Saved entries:

══════

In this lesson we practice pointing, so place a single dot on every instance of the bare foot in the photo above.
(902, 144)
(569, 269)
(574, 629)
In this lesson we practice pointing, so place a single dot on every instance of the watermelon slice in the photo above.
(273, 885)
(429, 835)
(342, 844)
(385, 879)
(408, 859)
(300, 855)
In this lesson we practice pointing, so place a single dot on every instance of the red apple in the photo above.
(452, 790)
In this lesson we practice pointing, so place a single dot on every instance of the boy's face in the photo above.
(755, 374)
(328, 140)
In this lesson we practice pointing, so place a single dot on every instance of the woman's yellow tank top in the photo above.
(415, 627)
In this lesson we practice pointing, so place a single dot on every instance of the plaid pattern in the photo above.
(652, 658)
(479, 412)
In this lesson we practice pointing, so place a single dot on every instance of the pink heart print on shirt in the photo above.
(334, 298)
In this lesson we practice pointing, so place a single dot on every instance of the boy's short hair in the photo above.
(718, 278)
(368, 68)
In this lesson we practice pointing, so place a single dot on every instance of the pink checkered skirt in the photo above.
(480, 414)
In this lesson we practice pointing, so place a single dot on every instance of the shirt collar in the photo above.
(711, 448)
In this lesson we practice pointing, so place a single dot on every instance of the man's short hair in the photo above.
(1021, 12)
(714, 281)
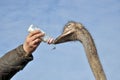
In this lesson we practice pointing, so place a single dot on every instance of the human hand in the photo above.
(32, 41)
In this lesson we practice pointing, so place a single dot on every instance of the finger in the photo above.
(34, 37)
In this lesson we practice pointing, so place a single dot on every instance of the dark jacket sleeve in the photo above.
(12, 62)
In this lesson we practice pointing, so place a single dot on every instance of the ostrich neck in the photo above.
(92, 55)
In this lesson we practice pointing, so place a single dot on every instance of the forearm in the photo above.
(12, 62)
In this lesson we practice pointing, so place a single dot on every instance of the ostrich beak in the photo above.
(64, 37)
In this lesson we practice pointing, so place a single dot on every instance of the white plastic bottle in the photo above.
(45, 38)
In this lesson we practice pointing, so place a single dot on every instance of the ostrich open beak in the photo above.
(64, 37)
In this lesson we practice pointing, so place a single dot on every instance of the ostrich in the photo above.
(74, 31)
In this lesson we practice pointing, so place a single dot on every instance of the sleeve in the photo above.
(12, 62)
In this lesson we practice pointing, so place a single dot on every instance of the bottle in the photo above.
(46, 38)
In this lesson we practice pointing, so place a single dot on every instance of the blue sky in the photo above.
(68, 61)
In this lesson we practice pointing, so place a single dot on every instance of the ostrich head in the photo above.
(71, 32)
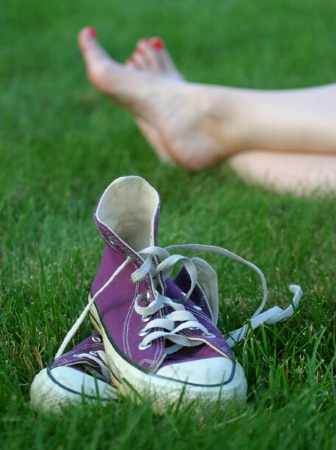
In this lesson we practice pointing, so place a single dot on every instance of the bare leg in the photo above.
(197, 125)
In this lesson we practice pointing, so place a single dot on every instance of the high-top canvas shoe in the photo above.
(81, 374)
(159, 339)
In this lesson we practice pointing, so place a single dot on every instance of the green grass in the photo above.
(61, 144)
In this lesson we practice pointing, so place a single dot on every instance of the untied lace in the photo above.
(179, 314)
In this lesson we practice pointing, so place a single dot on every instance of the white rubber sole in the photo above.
(55, 388)
(137, 383)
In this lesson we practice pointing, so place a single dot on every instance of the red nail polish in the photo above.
(92, 32)
(157, 44)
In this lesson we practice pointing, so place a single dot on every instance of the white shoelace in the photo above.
(180, 314)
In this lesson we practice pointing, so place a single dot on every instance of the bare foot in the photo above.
(151, 56)
(176, 117)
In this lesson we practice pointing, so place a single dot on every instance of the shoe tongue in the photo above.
(181, 285)
(129, 208)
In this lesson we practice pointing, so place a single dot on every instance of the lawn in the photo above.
(62, 143)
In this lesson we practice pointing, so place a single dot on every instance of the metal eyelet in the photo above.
(143, 332)
(209, 335)
(145, 318)
(144, 347)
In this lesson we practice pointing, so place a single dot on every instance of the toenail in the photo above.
(92, 32)
(157, 44)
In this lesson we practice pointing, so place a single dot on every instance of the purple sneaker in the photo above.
(159, 334)
(158, 339)
(80, 373)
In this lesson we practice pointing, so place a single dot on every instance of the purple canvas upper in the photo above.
(76, 357)
(115, 305)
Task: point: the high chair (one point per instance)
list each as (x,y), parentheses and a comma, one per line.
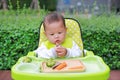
(95,67)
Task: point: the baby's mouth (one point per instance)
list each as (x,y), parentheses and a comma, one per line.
(57,42)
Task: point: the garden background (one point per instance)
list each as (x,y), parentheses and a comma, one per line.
(19,33)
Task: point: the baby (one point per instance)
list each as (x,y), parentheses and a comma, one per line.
(57,44)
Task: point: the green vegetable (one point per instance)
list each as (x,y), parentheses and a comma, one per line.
(50,62)
(27,60)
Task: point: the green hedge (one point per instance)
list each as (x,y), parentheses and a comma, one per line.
(20,35)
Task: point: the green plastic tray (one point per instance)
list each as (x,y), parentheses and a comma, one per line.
(96,69)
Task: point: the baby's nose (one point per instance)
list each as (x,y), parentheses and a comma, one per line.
(56,36)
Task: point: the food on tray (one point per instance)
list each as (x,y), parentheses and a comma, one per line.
(61,66)
(50,62)
(70,65)
(56,64)
(27,59)
(76,67)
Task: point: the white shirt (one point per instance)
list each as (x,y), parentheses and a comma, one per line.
(43,52)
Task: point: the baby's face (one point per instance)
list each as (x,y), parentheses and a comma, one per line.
(55,32)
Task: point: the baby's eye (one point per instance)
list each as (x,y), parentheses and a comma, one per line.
(52,34)
(59,32)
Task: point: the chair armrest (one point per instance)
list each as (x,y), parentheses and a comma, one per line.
(31,53)
(88,53)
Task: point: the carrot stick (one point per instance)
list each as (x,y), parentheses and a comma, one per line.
(62,65)
(76,67)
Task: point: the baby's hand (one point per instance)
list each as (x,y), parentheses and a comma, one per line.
(61,51)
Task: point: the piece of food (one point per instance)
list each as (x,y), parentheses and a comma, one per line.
(61,66)
(27,59)
(56,64)
(76,67)
(50,62)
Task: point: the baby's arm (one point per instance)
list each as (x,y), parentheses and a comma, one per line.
(74,51)
(60,51)
(43,52)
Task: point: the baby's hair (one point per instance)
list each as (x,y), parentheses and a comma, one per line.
(53,17)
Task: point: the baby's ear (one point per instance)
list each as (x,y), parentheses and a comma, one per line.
(44,33)
(66,28)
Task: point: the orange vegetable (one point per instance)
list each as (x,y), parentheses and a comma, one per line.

══════

Assignment
After locating the line holding "Task: point: the baby's hair" above, output exactly that line and every line after it through the line holding "Task: point: the orange". Include nothing else.

Output for this task
Task: point: the baby's hair (one point per instance)
list each as (x,y), parentheses and a comma, one per line.
(53,17)
Task: point: the baby's ear (one point per instance)
list each as (x,y), parentheses and a comma, one per line.
(44,33)
(66,28)
Task: point: the orange vegetable (one point per instance)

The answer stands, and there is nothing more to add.